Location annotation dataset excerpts
_ _ _ _ _

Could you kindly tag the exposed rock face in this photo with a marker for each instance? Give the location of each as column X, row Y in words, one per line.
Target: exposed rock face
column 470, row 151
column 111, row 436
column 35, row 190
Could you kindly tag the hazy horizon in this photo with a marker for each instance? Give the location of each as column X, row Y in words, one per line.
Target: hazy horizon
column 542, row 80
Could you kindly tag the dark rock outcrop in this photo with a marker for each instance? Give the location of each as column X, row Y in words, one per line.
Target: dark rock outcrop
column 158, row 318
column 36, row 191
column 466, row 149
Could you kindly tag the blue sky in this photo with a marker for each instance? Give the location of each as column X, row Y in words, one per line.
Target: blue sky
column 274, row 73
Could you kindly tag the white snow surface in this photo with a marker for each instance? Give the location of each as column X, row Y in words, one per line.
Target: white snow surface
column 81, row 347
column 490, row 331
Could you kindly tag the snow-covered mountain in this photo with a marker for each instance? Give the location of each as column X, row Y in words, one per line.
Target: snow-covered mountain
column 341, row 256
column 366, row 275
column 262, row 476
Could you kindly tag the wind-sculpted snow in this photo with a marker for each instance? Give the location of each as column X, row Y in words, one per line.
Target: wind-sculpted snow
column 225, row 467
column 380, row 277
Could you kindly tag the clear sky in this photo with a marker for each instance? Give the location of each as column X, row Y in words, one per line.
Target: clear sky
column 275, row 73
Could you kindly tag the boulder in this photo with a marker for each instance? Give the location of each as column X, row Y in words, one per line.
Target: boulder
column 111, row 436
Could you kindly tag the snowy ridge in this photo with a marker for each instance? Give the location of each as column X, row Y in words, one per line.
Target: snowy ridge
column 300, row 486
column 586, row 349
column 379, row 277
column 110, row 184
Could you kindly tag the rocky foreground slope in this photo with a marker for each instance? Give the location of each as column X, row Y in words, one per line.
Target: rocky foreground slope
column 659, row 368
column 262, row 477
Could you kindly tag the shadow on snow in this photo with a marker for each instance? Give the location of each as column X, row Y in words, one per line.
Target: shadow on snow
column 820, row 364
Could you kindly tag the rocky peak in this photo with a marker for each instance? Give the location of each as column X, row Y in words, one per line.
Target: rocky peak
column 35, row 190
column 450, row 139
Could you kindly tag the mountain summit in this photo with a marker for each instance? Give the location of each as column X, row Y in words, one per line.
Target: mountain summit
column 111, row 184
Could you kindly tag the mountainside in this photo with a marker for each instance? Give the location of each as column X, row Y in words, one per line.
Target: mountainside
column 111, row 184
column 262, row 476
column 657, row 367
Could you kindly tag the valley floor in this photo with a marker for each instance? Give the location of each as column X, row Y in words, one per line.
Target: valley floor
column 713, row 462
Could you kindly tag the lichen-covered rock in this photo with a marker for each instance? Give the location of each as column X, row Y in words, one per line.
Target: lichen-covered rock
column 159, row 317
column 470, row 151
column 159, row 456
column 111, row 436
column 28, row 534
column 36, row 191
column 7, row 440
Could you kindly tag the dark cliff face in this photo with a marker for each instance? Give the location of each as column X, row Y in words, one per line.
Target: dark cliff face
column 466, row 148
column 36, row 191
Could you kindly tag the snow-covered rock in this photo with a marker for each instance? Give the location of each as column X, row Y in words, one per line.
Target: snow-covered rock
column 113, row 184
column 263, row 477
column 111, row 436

_ _ _ _ _

The exercise » Can you give all of these lines again, swapping "for each instance" for "for every instance" wherever it occurs and keeping everything else unchanged?

Response »
Could you kindly tag the exposed rock face in this photo with a marker for every instance? Give the location of each as column X, row Y in words, one per line.
Target: exposed rock face
column 470, row 151
column 111, row 436
column 35, row 190
Could you kindly tag the hazy horizon in this photo with a marker for every instance? Give the location of each as column X, row Y in words, one per line.
Target: hazy horizon
column 542, row 80
Could you kindly tag the dark rock outcrop in this photo with a marker for every instance? Give the location of each as column X, row Y in words, one per line.
Target: dark rock outcrop
column 158, row 318
column 36, row 191
column 466, row 149
Could you kindly tag the blue sky in this photo with a marker for every instance? Give the location of each as column X, row Y in words, one per line.
Target: blue sky
column 274, row 73
Could you kindly tag the white snow surface in this photo with a marker for every instance? Give the location of each as column X, row Y in words, one per line.
Target: white snow surface
column 81, row 347
column 490, row 331
Could you kindly tag the snow-covered mountain in this photo with a marker for every instance? Give the location of each as column X, row Y in words, one per line.
Target: snow-covered mountain
column 341, row 256
column 366, row 275
column 262, row 476
Could you kindly tag the wind-sculpted snow in this photo with a marker for every instance? Give the location of each as column X, row Y in words, one per line.
Target: wind-sculpted snow
column 225, row 467
column 380, row 277
Could you kindly tag the clear sky in this photo with a marker for every instance? Give the location of each as column X, row Y in words, one per line.
Target: clear sky
column 275, row 73
Could you kindly tag the boulder in this photo with a marker for every instance? Give the location of each as column X, row Y in words, one per line.
Target: boulder
column 111, row 436
Could you kindly tag the snowy ridge in this photo with a marker for every instance? Give the location of each as column X, row Y in words, one per line.
Target: snowy ridge
column 300, row 486
column 586, row 349
column 379, row 277
column 110, row 184
Could you kindly tag the rocky foreground slope in this photo with a marker for every instance? Give the location of each as column X, row Y in words, one per line.
Target: rocky foreground slope
column 659, row 368
column 262, row 477
Could you kindly tag the shadow on snow in this photo with a marker for every instance? Give the location of each as column X, row Y in words, one per line.
Target: shadow on snow
column 820, row 364
Could you kindly tag the rocky peak in this photo with a marker for every instance? Give the location of each as column X, row Y in words, one per line.
Target: rocky peak
column 35, row 190
column 450, row 139
Could you kindly tag the mountain summit in this photo with a marker for every instance? Give the location of each as column X, row Y in words, one per line.
Target: mountain summit
column 111, row 184
Could you kindly tag the mountainside in this photo with a marker for every instance? Give the location of each as column X, row Y in words, one per line.
Target: mountainside
column 111, row 184
column 262, row 476
column 657, row 367
Could you kindly tag the valley floor in this photo with a marker for every instance? Give the location of each as column X, row Y in words, one per line.
Target: valley floor
column 713, row 462
Could you kindly tag the lichen-covered rock in this photo with a marker for every instance? Give the location of each as column X, row Y in words, one per line.
Target: lichen-covered rock
column 159, row 317
column 470, row 151
column 159, row 456
column 111, row 436
column 28, row 534
column 36, row 191
column 7, row 440
Could you kindly tag the dark cliff face in this photo with a marker for every instance? Give the location of each as column X, row Y in words, one per line.
Target: dark cliff face
column 466, row 148
column 36, row 191
Could you kindly tag the snow-covered rock in this photo with a marker for every instance? Give the location of each as column X, row Y in words, one per line.
Target: snow-covered rock
column 113, row 184
column 263, row 477
column 111, row 436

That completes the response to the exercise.